▶ _TEXT UNDER STUDY_
▼▼▼
Acetaldehyde’s concentration per cigarette can range from 980µg to 1.37 mg.
While cigarettes contain high levels of acetaldehyde, it’s carcinogenic potential isn’t so high. However, this chemical, along with nicotine, is responsible for the development of addiction, since it appears that the combination of acetaldehyde and nicotine is more addictive than nicotine alone. Acetaldehyde isn’t actually used as an additive in cigarettes but is produced when other compounds such as sugar and glycerol burn.
2-Naphthylamine’s concentration per cigarette can reach 35ng.
2-Naphthylamine belongs to a group of aromatic amines which contains 12 chemicals that are part of cigarettes. Aromatic amines can be found in dyes, pesticides, and in grilled meats and fish. In the past, 2-Naphthylamine was used in rubber industry. However, because of its carcinogenicity, 2-Naphthylamine hasn’t been commercial produced since 1970’s and today it can be found only in laboratories.
5. 4-(Methylnitrosamino)-1-(3-pyridyl)-1-butanone (NNK)
NNK’s concentration per cigarette can range from 80 to 770ng
NNK takes fifth place on our list of 7 Chemicals in Cigarettes That Cause Cancer. It belongs to a group of N-Nitrosamines, which contains 8 carcinogens in cigarettes. These chemicals, made of nitrogen and oxygen, are found in products made of latex, such as balloons, but also in food, which is why U.S. government set limits on the amount of nitrites used in meat products. According to Stephen S. Hecht, the total dose of NNK experienced by a smoker in a lifetime of smoking is remarkably close to the lowest total dose shown to induce lung tumors in rats.
1,3-butadiene’s concentration per cigarette can range from 20 to 40μg
1,3-butadiene belongs to a group of Volatile hydrocarbons. It is used in rubber industry, and it can be also found in exhaust gas from vehicles. Numerous studies have confirmed that 1,3-butadiene causes cancer on multiple organs in mice. In addition, there are indications that women are more sensitive to possible carcinogenic effects of butadiene then men.
3. Benzo[a]pyrene (BaP)
Benzo[a]pyrene’s concentration per cigarette can range from 20 to 40ng.
▲▲▲
▶ _ACTIVITIES_
1 - In the passage on cancer-causing chemicals in cigarettes, rewrite the paragraph beginning "1,3-butadiene belongs to a group of Volatile hydrocarbons" as a short bulleted list that keeps its main facts.
2 - Duplicate the part of the passage on cancer-causing chemicals in cigarettes starting with "1,3-butadiene’s concentration per" and going on through "3. Benzo[a]pyrene (BaP)".
3 - Go on with the passage on cancer-causing chemicals in cigarettes, starting right after its final sentence.

▶ _INFORMATION GIVEN_
▼▼▼
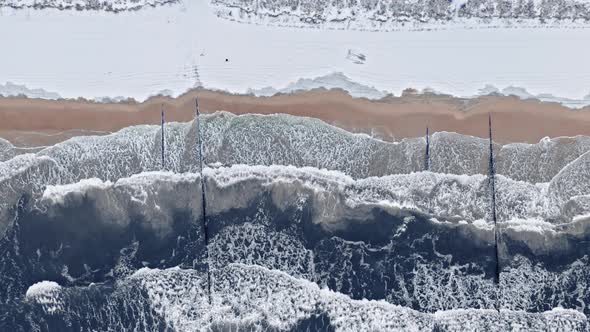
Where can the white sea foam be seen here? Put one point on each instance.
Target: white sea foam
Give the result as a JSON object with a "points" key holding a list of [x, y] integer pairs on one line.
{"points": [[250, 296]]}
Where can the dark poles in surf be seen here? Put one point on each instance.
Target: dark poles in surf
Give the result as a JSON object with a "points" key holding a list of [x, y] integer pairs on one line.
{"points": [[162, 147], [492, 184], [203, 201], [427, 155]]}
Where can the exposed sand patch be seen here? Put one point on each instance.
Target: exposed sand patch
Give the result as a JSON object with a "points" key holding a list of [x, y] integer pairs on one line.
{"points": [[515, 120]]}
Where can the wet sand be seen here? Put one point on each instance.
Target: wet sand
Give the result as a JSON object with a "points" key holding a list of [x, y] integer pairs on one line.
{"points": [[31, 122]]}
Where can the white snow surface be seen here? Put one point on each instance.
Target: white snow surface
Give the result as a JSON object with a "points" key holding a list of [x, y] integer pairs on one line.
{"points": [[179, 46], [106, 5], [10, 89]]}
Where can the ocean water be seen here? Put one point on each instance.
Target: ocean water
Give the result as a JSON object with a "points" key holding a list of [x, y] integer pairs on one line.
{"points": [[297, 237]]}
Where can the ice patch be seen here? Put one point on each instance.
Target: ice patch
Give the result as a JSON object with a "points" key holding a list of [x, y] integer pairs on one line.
▲▲▲
▼▼▼
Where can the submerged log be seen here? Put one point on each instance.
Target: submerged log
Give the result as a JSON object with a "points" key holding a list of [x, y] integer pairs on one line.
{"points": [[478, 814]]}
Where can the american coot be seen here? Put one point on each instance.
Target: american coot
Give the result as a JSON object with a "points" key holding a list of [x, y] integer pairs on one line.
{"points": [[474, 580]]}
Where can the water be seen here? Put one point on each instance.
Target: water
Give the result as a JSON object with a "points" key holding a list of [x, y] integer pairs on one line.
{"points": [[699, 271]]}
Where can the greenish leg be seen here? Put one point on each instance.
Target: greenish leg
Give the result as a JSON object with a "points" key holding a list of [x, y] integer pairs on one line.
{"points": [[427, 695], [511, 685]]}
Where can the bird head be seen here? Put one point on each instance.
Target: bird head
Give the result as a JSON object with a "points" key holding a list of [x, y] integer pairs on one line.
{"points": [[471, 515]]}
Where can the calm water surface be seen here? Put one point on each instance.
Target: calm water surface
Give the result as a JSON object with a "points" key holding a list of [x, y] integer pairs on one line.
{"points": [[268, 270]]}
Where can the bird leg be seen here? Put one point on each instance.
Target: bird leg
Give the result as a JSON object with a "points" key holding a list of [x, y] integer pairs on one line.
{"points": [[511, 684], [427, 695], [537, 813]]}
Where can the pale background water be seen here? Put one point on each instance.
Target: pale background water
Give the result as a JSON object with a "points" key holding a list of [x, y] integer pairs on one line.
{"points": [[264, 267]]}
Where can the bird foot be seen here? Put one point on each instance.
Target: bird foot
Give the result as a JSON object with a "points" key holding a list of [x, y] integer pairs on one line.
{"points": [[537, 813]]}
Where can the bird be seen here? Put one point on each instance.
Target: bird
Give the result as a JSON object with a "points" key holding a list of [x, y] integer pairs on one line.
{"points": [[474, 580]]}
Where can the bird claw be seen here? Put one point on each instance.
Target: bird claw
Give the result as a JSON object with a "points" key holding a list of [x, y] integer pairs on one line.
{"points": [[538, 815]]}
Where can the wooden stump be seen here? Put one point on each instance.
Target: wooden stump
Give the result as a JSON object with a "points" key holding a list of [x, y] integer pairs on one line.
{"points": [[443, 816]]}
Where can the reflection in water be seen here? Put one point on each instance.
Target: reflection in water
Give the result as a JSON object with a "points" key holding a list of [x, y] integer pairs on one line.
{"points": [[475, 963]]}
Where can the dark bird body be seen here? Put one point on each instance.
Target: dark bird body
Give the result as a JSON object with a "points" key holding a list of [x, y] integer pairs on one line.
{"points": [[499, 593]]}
▲▲▲
▼▼▼
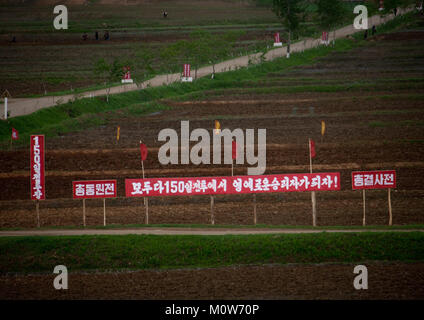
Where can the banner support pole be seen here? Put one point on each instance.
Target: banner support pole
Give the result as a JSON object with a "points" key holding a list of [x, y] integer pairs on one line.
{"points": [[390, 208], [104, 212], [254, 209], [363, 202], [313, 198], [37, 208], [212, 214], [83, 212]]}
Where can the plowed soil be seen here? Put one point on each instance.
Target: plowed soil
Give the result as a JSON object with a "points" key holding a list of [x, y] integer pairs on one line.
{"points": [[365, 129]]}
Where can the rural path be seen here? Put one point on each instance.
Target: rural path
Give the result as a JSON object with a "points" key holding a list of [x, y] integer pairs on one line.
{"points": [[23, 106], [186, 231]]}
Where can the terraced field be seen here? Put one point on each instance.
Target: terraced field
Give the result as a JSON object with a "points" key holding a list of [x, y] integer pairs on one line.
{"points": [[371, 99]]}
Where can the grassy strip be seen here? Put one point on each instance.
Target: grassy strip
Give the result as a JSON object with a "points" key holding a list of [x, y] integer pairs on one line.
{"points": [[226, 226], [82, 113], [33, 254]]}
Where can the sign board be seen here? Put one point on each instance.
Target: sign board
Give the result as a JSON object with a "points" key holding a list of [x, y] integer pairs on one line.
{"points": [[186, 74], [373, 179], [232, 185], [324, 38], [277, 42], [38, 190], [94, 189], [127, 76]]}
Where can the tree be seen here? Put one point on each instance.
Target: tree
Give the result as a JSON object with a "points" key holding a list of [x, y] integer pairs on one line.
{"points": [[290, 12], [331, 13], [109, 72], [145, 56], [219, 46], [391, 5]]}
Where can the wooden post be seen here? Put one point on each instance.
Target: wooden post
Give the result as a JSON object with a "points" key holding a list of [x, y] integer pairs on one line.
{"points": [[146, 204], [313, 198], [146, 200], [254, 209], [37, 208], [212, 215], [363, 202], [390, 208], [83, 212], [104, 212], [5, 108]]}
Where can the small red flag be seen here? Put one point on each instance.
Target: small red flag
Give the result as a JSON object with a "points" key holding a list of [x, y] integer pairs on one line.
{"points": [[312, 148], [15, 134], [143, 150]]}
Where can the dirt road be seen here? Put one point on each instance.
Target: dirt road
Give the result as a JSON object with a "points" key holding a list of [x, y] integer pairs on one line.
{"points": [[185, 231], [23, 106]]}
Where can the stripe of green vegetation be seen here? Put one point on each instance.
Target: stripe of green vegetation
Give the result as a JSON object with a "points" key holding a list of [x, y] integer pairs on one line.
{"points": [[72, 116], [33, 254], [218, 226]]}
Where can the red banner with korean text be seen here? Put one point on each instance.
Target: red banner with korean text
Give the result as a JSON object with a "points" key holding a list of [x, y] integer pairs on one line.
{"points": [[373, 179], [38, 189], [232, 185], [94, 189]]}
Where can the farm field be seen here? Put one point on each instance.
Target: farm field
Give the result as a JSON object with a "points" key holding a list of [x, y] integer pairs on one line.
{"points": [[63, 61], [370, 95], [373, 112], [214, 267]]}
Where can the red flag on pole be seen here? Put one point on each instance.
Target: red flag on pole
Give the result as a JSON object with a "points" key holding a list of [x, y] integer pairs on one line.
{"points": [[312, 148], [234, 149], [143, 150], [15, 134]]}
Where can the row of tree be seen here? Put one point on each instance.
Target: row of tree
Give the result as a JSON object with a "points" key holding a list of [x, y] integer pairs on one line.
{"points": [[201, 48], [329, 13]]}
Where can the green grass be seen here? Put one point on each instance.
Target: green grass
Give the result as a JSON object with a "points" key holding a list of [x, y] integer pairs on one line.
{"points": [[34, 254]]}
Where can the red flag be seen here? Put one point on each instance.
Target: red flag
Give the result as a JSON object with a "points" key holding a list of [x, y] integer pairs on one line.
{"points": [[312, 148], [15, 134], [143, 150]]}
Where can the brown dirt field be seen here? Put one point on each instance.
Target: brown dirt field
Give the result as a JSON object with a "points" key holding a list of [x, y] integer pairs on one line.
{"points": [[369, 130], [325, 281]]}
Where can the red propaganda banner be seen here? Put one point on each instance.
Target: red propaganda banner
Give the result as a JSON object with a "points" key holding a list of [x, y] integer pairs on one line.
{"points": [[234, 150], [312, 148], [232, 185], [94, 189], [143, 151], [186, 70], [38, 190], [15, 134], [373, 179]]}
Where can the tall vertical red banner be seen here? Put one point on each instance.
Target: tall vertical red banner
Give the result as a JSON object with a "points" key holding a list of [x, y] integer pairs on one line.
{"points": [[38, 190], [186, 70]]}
▲▲▲
▶ _RESPONSES_
1 -
- 1,3-butadiene is a volatile hydrocarbon.
- It is used in the rubber industry and is also found in vehicle exhaust.
- Many studies confirm that it causes cancer in multiple organs in mice.
- There are signs that women may be more sensitive than men to its possible carcinogenic effects.

2 -
1,3-butadiene’s concentration per cigarette can range from 20 to 40μg
1,3-butadiene belongs to a group of Volatile hydrocarbons. It is used in rubber industry, and it can be also found in exhaust gas from vehicles. Numerous studies have confirmed that 1,3-butadiene causes cancer on multiple organs in mice. In addition, there are indications that women are more sensitive to possible carcinogenic effects of butadiene then men.
3. Benzo[a]pyrene (BaP)

3 -
Benzo[a]pyrene (BaP) is one of the mostly studied chemicals found in cigarettes and it has been proven that this chemical is potent lung carcinogen. Experiments have shown that BaP causes skin cancer in mouse and lung cancer in rodents. The Benzo[a]pyrene belongs to a group of Polycyclic aromatic hydrocarbons (PAHs), chemicals that appears in coal tar, broiled foods, exhaust gas from vehicles.
Dibenzo[a,i]pyrene’s concentration per cigarette is about 1.1ng
While amounts of Dibenzo[a,i]pyrene are much lower than those of BaP per cigarette, this chemical is much stronger carcinogens. It is estimated that Dibenzo[a,i]pyrene is 30 to 100 times more cancerogenic than BaP. Dibenzo[a,i]pyrene also belongs to a PAH group. It is created as a product of burning wood and coal, and it can be also found in diesel exhaust.
Benzene’s concentrations per cigarette can range from 12 to 50μg
We finish our list of 7 Chemicals in Cigarettes That Cause Cancer with benzene. It is made of carbon and hydrogen, is best known as a chemical that is found in gasoline. It is also used in making plastics, rubbers, dyes, detergents, drugs, and pesticides, and it is a byproduct of natural processes, such as volcanoes and forest fires. It has been proven that benzene causes acute myeloid leukemia. At the same time there are strong evidence that exposure to benzene can lead to acute lymphocytic leukemia, chronic lymphocytic leukemia (CLL), multiple myeloma, and non-Hodgkin lymphoma.